▶ **問題の詳細**
ピーチの奄美路線の運航再開についての記事を、最後の文のあとから書き足してください。

70日ぶりに運航再開

成田空港から到着したピーチ機(19日午後1時10分、奄美空港)

運航再開したピーチ第一便から降り立った搭乗客はみなマスク姿(奄美空港到着ロビー)

「コロナ対策と運航の両立へ
「地域経済の再生に」
ピーチ成田・関西線

 格安航空会社(LCC)ピーチ・アビエーション社(森健明代表取締役社長)は19日、新型コロナウイルス感染拡大に伴い、4月から運休していた奄美大島を結ぶ東京(成田)線、大阪(関西)線を70日ぶりに運航再開した。再開初日、上下便合わせた搭乗客数(搭乗率)は東京線118人(33%)、大阪線99人(28%)がそれぞれ利用した。

 同社は新型コロナの感染拡大の影響による航空需要の減少を受け、4月1日から国内・国際線の大幅な減便・運休措置を実施。奄美空港=奄美市笠利町=を発着する就航機はA320―200機(180席)で、1日1往復就航する東京、大阪線は4月10日から運休していた。

 19日、都道府県をまたぐ移動制限は全面的に解除されたが、ピーチ社は引き続き客室内の除菌と換気、乗務員の感染対策を進める方針。奄美路線と同じくこれまで運休していた国内全路線は同日再開。7月22日からは全便正常化する見通しだ。

 同社広報は「今後も徹底した感染対策と運航を両立させながら、地域経済の再生につながるサービス提供につとめたい」としている。

▶ **データ**
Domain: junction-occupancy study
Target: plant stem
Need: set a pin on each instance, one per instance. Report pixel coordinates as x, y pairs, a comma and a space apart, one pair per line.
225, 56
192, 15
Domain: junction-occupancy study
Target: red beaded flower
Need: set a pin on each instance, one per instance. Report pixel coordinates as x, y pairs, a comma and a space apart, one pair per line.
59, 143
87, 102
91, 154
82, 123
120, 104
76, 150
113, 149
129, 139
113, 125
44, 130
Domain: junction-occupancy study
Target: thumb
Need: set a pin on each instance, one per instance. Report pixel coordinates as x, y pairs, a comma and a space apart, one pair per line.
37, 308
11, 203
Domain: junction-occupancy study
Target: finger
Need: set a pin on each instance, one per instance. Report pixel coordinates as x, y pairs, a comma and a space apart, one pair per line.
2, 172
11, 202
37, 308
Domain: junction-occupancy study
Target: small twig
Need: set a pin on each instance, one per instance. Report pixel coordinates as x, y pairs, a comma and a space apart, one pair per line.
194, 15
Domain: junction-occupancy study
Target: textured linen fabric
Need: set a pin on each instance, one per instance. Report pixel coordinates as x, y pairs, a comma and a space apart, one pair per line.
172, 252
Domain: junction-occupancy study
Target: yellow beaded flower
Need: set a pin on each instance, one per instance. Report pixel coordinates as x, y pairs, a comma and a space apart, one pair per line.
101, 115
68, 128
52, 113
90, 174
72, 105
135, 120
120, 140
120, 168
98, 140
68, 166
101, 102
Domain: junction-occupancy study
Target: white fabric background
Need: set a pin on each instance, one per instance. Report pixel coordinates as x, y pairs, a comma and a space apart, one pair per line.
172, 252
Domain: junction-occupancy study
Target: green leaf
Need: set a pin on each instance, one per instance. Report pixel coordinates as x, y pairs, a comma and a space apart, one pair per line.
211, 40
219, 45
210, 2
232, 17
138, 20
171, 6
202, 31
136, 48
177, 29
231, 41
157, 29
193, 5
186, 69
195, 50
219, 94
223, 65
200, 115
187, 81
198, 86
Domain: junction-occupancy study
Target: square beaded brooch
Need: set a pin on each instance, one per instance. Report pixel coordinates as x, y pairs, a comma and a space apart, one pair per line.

▶ **記述の答え**
 LCCの再開に朝山毅市長は「来島を待ちわびていた利用者が安心、安全に奄美を満喫できるよう、受け入れ自治体としてともに取り組みたい」と述べた。

 成田発541便は定刻通り、午後1時10分、奄美空港に到着。68人が降り立った。法事で帰省したという東京在住の女性(61)は「LCCが再開するタイミングに合わせて予約した。東京では感染リスクを警戒して緊張感がある。滞在時は対策をしっかりと講じたい」と話した。

 緊急事態宣言によって、地元で足止めとなっていた家族も移動制限解除を喜ぶ。

 出産のため1月から里帰りしていた妻と子どもを迎えに帰省したという、東京在住で飲食業の勝雄生さん(26)=奄美市名瀬出身=は「4月に戻る予定がいままで長引いた。家族一緒の生活が始まることをうれしく思う」と安堵の表情。一方で「都会での生活はいまも心配がある。感染対策を講じたい」と話し、家族と帰途についた。